__PASSAGE TO READ__.

##############################

The children who visit her are often from poor and fractured families. Often they come in groups while others come alone whilst a parent watches from a booth.
But campaigners claim Theraplay, by bottle-feeding youngsters as old as 11, holds them back and prevents them from growing up into adults.
Dr Dennis Hayes, leader of the education forum at the Institute of Ideas think tank, said: "This is part of the infantilisation of adult life.
"It's about keeping people permanently as children, not helping them to grow up."
It is not the first time that schools have looked to other non-conventional methods to discipline unruly children. Last year, it emerged children at Liberton and Gracemount high schools in Edinburgh were given lessons in anger management.
Youth workers visited the schools in a bid to reduce classroom violence and cut the number of exclusions. Teachers there reported a noticeable improvement in the children's behaviour during the pilot project.
The theraplay technique was devised in 1967 in Chicago in a bid to build strong families and emotionally healthy children and is now recognised worldwide.
They argue that warm and loving relationships are essential to a child's self-worth and as a result help them to gain mutual respect for others around them.
The Theraplay Institute, which has 60 therapists in the US and Canada, said it had seen a growing interest from the UK where it has a handful of therapists.
I don't care who you are, that's funny!
"must be a new one"
I have both. The one I posted cracks me up. (ps. did you check out the thread I pinged you to a few minutes ago?

##############################

__RECORDED DATA__.
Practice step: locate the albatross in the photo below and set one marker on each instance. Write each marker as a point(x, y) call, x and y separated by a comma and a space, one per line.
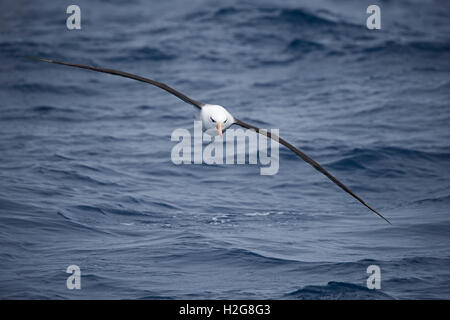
point(216, 119)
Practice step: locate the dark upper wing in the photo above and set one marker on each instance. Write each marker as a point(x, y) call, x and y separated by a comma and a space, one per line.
point(128, 75)
point(317, 166)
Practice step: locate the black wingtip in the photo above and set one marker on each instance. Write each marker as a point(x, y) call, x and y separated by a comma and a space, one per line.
point(37, 58)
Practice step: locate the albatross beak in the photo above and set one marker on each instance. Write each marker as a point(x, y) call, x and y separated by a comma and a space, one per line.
point(219, 128)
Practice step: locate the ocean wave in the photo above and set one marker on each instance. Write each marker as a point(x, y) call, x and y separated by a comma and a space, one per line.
point(338, 291)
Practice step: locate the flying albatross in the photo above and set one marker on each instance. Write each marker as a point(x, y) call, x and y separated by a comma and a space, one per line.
point(216, 119)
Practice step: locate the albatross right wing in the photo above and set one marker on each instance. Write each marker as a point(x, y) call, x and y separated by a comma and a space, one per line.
point(163, 86)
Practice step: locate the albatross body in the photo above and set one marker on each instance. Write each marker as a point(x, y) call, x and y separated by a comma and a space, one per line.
point(216, 119)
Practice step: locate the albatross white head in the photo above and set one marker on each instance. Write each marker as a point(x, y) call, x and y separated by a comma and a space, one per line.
point(215, 119)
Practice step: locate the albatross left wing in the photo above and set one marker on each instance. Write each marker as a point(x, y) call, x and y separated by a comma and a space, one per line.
point(307, 159)
point(163, 86)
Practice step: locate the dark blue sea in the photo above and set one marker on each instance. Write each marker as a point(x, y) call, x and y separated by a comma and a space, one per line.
point(86, 176)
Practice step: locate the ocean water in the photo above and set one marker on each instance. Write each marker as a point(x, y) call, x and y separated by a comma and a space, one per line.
point(86, 176)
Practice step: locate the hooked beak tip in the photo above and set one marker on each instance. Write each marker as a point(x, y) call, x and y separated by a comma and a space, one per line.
point(219, 128)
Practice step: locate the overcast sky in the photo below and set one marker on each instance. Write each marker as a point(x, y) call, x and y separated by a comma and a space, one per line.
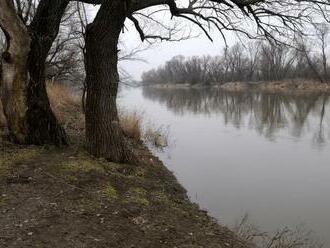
point(163, 51)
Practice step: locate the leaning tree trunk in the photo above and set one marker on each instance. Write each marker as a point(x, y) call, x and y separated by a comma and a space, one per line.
point(23, 90)
point(13, 73)
point(43, 127)
point(104, 136)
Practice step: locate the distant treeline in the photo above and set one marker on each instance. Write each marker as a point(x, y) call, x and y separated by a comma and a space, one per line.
point(255, 61)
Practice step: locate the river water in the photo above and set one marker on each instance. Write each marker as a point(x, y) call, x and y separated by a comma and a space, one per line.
point(261, 154)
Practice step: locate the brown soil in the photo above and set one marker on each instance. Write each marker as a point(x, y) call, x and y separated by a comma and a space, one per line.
point(52, 197)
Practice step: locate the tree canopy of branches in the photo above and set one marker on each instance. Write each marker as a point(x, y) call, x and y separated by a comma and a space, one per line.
point(23, 63)
point(257, 61)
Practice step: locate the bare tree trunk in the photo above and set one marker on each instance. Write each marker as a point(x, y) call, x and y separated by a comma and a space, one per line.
point(24, 97)
point(14, 76)
point(42, 123)
point(104, 135)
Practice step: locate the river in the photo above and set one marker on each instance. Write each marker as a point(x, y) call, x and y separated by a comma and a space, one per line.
point(262, 154)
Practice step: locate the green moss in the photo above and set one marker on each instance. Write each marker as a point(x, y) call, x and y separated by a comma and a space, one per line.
point(3, 200)
point(11, 158)
point(85, 165)
point(160, 197)
point(138, 196)
point(110, 192)
point(71, 179)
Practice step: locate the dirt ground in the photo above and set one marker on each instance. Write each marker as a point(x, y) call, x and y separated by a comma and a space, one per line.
point(52, 197)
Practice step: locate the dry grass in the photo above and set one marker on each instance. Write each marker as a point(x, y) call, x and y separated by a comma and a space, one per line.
point(67, 108)
point(131, 123)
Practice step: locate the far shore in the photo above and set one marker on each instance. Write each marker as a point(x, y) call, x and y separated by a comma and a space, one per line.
point(274, 86)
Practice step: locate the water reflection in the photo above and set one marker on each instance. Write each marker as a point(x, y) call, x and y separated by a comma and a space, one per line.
point(265, 112)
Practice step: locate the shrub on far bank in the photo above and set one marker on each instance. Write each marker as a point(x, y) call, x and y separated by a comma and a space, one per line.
point(67, 107)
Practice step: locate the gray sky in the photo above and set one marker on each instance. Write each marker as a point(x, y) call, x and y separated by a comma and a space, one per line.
point(163, 51)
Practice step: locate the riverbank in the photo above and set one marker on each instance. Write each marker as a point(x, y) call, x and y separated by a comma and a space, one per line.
point(276, 86)
point(51, 197)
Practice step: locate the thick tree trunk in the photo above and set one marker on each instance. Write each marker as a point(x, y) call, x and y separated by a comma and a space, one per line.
point(104, 135)
point(43, 127)
point(14, 75)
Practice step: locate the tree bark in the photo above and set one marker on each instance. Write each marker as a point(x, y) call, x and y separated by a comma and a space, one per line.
point(104, 136)
point(43, 127)
point(14, 74)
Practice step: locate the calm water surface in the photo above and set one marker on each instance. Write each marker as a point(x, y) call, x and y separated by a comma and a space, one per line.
point(267, 155)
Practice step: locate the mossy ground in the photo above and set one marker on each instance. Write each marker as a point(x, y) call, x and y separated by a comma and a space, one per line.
point(52, 197)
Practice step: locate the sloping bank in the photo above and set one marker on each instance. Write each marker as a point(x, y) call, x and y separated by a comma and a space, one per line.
point(53, 197)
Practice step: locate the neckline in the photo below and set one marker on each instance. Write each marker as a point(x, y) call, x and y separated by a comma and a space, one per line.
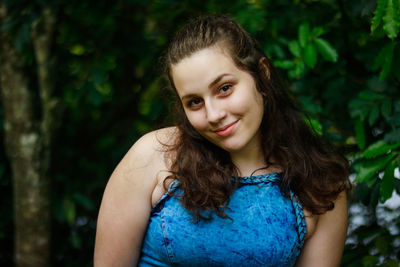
point(268, 177)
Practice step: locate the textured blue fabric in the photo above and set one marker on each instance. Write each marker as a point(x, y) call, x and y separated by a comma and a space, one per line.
point(266, 229)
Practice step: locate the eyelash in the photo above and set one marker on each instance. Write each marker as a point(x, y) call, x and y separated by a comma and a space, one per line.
point(224, 86)
point(191, 103)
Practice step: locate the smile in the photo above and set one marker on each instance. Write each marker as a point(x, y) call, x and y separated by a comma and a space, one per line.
point(226, 130)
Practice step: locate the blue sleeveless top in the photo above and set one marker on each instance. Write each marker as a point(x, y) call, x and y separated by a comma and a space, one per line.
point(266, 229)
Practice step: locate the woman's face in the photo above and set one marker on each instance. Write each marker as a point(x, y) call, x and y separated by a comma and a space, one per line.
point(220, 100)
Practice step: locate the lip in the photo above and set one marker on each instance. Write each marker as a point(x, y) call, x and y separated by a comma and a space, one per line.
point(226, 130)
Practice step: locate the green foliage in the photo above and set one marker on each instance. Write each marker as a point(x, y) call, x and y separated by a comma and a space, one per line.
point(342, 75)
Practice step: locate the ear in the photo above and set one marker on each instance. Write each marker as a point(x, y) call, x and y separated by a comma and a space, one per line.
point(264, 66)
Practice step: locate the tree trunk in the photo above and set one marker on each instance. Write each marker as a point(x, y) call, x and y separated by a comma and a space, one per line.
point(27, 141)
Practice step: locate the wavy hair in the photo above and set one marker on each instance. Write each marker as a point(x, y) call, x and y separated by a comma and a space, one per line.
point(311, 169)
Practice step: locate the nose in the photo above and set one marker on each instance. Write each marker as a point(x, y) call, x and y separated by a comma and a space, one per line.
point(215, 112)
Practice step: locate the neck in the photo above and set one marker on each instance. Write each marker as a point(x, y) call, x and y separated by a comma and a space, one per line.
point(249, 161)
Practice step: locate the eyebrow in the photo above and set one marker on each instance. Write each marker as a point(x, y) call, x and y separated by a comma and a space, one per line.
point(217, 80)
point(213, 83)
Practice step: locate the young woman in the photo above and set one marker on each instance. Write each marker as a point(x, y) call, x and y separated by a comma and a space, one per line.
point(241, 180)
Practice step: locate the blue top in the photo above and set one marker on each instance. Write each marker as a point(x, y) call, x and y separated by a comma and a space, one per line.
point(266, 229)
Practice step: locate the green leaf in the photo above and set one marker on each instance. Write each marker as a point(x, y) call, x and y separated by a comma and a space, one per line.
point(392, 136)
point(326, 50)
point(304, 33)
point(391, 263)
point(317, 31)
point(387, 183)
point(360, 134)
point(387, 64)
point(370, 260)
point(378, 14)
point(310, 55)
point(386, 108)
point(373, 115)
point(298, 70)
point(379, 148)
point(380, 58)
point(359, 108)
point(295, 48)
point(367, 169)
point(374, 198)
point(370, 95)
point(70, 211)
point(284, 64)
point(390, 20)
point(381, 243)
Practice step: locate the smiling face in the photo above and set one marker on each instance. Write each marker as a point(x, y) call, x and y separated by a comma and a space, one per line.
point(220, 100)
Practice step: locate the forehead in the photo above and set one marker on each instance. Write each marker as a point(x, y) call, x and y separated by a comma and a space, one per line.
point(199, 69)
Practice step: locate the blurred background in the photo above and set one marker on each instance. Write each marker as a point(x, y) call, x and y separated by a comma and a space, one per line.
point(81, 81)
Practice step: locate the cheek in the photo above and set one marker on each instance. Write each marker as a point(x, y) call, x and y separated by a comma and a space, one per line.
point(197, 120)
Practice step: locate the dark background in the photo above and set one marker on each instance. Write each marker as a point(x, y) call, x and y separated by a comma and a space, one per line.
point(341, 66)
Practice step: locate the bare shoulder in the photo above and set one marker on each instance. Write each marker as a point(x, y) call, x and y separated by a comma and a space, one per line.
point(325, 246)
point(127, 200)
point(148, 154)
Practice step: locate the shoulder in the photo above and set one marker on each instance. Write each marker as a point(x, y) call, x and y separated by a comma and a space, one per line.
point(126, 204)
point(148, 153)
point(325, 246)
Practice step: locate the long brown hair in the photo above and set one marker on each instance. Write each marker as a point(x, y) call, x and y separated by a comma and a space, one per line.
point(313, 171)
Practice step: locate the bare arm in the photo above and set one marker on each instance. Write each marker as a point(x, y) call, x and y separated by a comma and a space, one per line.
point(325, 246)
point(126, 205)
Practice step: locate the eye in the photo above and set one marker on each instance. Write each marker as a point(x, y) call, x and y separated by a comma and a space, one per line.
point(194, 103)
point(225, 89)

##############################

__WHAT YOU NEED TO DO__.
1/ In one to three sentences, explain why campaigners object to Theraplay, according to the text about Theraplay.
2/ List every city and country named in the text about Theraplay.
3/ Extend the text about Theraplay from the point where it stops.

__RESPONSE LIST__.
1/ Campaigners claim that Theraplay bottle-feeds youngsters as old as 11. They say this holds the children back and prevents them from growing up into adults.

2/ Edinburgh, Chicago, the US, Canada, the UK

3/
http://www.freerepublic.com/focus/f-news/1794584/posts )
A whole lot less than 50 years, considering the way things are going now here.
Making an 11 year old drink from a bottle would be like having him sit in the corner with a dunce cap on his head. Nothing like embarrassing a kid into submission.
Exactly!! Just wait! There will soon be some stupid liberal twit offering to breast feed these kids in the near future.
I can see the value of regression therapy for troubled children. What the article doesn't say is whether they work the child back up to "normal" age emotion expression.
"Spare the rod, spoil the child"
"The technique is quite popular among certain fundamentalist foster parents here in the US."
Foster parenting is a religion?
Barf
Oh good lord.........
No, but for some reason foster parents who practice "Reactive Attachment Therapy" tend to be fundamentalist Christians.
I don't know the reason for it.
As a kid I used to drink from a bottle all the time. Usually root beer. Sometimes orange crush. What's the problem?
It used to be that good teachers were challenged to teach all of the children. Now they say that the children are defective and must be changed to suit incompetent teachers.
I need to be nursed by a 24 year old to make up for my bad childhood.
Ping
Not all, but certainly many. Probably because fundamentalist versions of Christianity are often big on absolute obedience -- of wives to husbands, children to parents, everybody to their narrow ideas of what God's orders are.
The reactive attachment disorder therapy is a cult in its own right, though. They've killed a number of kids, including at least two by "forced water drinking therapy" and Candace Newmaker by "rebirthing therapy". Candace had been adopted by a single woman who was a nurse practitioner (who you'd think would have known that suffocating a child wasn't a good idea!), so presumably not a fundamentalist Christian.
However, from what I've read, a lot of "therapists" who promote this crap are more New Agey, psychobabble types, than fundamentalist religious types. Most are outright scammers too, charging huge fees, and setting up cultish "support groups" for parents, in which they're prodded to reinforce each others belief in the "therapies". They're often essentially brainwashed into thinking the whole thing makes sense, and into continuing to fork over the huge fees.